---------- SELECTED TEXT

AL DíA: Here We Go Again (#databreach)

Data breach notices have become so common in my household, I find myself reaching for a spreadsheet to keep track of them all. How many different ways can a company tell me my data has been stolen?

“Hey, man, we’re sorry. We’ve screwed up and let your personally identifiable information out into the wild. We’re sorry we’re so dumb, those hackers are so enthusiastic, and our salaried tech support couldn’t stop them.”

 Uber Breach
Take a look at the sincere pleading of Uber CEO, Dara Khosrowshahi, in light of their hidden from customers data breach. First, let’s look at the extent of the breach:

The names and driver’s license numbers of around 600,000 drivers in the United States were stolen in the breach, along with some personal information of 57 million Uber users around the world which includes names, email addresses and mobile phone numbers.

And here is Dara’s response:

“None of this should have happened, and I will not make excuses for it. While I can’t erase the past, I can commit on behalf of every Uber employee that we will learn from our mistakes. We are changing the way we do business, putting integrity at the core of every decision we make and working hard to earn the trust of our customers.”

While you can get specific help via this link, Lyft is starting to look a lot better. Oh…wait.

Anatomy of A Data Breach Disclosure
After awhile, you begin to adopt a clinical perspective when reading them. “Do they really mean it?” I ask yourself. Or, “Gee, could they have done a better job with this notification?”

You start to wonder at the anatomy of a well-written disclosure of a breach masquerading as an apology letter. Some have compared it to the stages of grief:

Which got me thinking about the whole data breach pattern thing and in particular, how it relates to the 5 stages of grief. And a data breach in many ways is like that: it’s a series of emotions experienced by someone who’s lost a loved one, it’s just that the loved one is their data! But seriously, it actually aligns well and it both explains The AA’s behaviour and foretells what’s about to come next. Let’s go through it. Read Troy’s complete blog entry.

--------------------

▶ [WHAT YOU NEED TO DO] In the data breach post, about how many Uber drivers in the United States had their names and driver's license numbers stolen? You won't need the lines that come next.

---------- DATA FOR REVIEW

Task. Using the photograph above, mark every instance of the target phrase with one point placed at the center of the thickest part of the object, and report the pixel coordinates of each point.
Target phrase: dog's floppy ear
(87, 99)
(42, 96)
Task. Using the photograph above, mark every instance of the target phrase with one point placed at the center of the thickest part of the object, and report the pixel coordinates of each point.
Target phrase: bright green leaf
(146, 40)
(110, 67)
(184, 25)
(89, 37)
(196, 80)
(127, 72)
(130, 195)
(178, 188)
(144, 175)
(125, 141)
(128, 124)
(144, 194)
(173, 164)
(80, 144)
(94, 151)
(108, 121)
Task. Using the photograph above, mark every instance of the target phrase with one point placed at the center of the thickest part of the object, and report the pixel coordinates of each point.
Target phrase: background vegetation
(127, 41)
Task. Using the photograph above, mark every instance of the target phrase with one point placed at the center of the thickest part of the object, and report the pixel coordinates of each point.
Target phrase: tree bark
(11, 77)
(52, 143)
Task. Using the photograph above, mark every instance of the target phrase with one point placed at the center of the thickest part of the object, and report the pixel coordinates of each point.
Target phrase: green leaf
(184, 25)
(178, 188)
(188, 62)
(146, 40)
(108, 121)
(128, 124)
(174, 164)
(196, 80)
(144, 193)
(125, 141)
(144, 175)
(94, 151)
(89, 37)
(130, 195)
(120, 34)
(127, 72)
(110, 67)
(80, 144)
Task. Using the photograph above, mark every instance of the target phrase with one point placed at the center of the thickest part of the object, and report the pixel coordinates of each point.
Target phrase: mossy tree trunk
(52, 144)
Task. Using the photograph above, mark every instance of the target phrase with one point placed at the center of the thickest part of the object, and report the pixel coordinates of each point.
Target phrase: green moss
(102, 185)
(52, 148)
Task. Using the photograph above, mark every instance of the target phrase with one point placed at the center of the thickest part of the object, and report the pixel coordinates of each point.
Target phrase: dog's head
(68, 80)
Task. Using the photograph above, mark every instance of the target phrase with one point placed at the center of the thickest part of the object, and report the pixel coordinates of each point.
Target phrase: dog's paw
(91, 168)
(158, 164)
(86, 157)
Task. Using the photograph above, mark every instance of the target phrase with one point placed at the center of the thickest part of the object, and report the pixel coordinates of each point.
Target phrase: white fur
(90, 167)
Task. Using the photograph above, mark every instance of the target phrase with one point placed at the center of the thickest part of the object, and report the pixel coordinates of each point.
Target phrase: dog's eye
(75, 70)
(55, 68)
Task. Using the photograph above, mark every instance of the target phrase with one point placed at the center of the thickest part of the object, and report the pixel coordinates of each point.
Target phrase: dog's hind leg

--------------------

▶ [SOLVED PROBLEM] Around 600,000.